● What is needed: Could you copy each line of the entries that contains "ceiling"?

[Items from a data source]

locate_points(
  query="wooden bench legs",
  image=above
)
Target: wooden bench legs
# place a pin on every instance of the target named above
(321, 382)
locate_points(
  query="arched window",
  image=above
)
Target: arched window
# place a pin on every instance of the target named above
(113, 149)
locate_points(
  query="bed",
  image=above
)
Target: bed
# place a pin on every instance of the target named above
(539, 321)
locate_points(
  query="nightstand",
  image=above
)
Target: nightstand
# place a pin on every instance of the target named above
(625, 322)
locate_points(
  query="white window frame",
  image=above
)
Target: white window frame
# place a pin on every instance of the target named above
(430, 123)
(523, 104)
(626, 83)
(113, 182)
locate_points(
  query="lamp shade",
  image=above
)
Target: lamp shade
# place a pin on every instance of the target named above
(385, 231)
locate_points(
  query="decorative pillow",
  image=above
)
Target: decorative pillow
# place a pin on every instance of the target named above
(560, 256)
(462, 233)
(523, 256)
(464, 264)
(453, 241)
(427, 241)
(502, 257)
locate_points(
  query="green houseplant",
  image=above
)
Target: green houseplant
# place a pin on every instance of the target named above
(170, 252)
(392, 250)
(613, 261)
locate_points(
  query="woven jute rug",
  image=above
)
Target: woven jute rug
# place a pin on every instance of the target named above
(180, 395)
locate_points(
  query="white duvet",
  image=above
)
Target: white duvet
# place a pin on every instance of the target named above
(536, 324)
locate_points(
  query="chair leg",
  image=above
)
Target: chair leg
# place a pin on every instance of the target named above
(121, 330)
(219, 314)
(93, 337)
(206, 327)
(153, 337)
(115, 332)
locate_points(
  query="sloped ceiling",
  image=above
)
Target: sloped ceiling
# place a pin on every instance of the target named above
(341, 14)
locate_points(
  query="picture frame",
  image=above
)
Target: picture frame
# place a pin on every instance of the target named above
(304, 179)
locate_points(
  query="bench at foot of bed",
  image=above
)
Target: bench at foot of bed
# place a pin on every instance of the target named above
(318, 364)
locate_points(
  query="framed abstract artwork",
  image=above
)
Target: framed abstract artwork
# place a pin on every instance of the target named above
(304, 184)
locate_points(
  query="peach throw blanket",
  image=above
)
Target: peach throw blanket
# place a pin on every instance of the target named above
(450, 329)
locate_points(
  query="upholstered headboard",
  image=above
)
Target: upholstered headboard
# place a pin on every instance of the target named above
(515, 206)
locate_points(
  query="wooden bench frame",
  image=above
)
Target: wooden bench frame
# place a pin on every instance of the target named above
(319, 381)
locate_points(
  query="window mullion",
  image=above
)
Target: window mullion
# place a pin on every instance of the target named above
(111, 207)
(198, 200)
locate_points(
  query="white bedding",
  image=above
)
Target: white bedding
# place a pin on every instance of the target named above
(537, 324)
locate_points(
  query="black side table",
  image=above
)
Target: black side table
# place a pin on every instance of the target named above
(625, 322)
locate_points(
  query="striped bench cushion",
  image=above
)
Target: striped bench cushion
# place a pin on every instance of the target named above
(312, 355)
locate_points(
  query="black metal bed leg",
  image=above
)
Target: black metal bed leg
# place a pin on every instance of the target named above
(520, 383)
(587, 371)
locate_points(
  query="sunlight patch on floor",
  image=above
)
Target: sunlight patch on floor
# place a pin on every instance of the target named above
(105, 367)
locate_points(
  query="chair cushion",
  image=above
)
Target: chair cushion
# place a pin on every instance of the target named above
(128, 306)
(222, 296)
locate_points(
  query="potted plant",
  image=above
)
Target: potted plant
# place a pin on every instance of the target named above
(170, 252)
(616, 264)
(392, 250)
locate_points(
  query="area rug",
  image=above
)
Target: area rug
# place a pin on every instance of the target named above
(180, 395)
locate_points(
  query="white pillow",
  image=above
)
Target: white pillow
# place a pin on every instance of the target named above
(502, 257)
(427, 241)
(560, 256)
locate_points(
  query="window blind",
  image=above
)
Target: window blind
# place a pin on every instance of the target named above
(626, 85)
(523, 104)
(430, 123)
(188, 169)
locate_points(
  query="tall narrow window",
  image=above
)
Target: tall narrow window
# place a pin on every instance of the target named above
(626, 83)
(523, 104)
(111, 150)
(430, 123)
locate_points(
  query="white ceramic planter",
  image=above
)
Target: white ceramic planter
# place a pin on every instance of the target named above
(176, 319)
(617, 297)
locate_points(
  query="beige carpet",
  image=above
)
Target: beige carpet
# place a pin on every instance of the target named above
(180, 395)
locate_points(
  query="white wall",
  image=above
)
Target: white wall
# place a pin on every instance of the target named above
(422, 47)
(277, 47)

● Solution for this problem:
  query="sloped ceiling",
Target: sloped ceiling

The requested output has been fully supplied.